Dataset excerpt
##############################
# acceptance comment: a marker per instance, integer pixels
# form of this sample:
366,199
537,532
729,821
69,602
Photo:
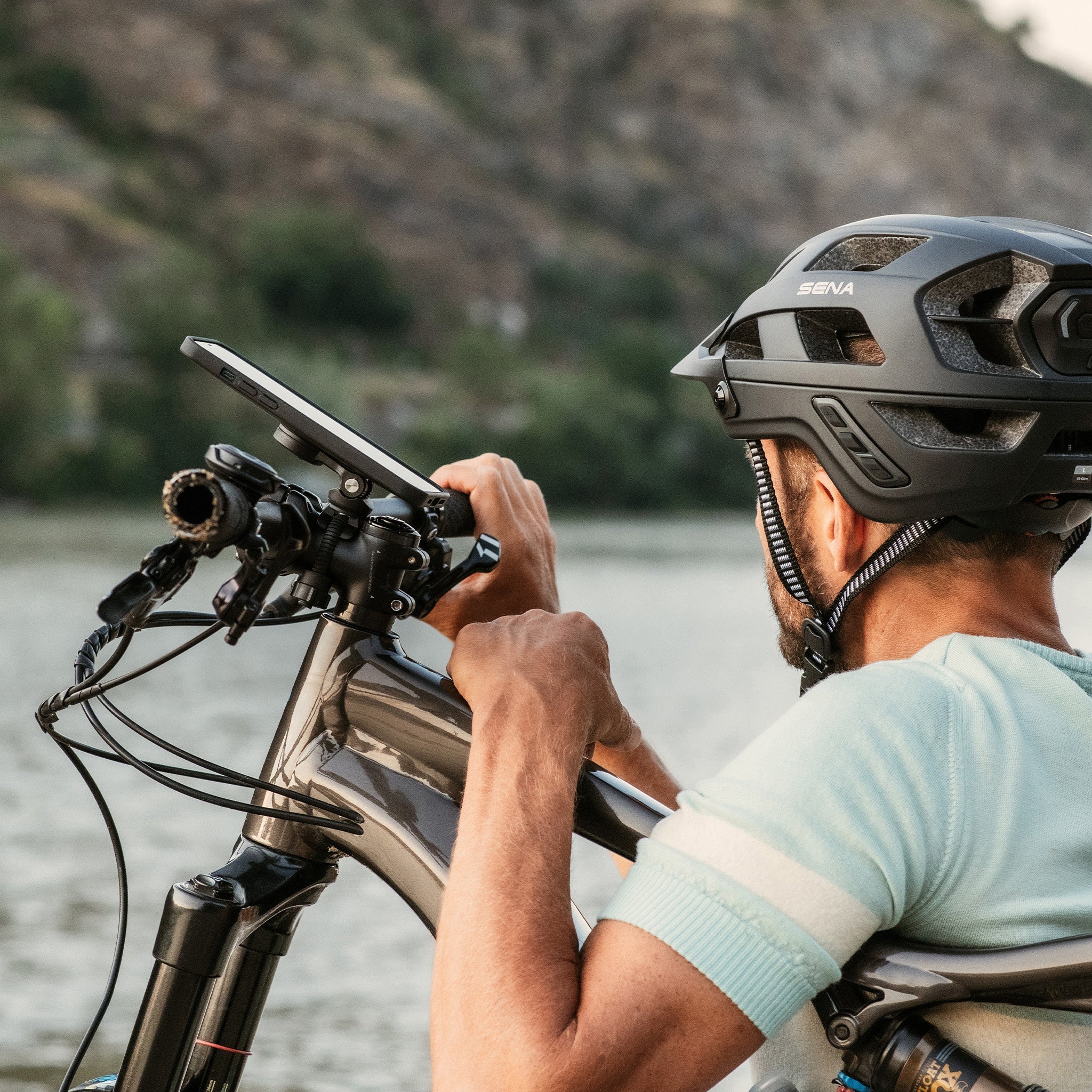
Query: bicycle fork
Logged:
221,938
##############################
Goal -
Rewrite the entries above with "Query" changed to "Prompt" everywhere and everything else kept the same. Leave the pictures out of your answer.

Written response -
# acceptance comment: a marker per instance, integer pixels
# form of this sample:
366,199
537,532
729,821
69,602
Photo:
Prompt: bicycle fork
Logged:
221,938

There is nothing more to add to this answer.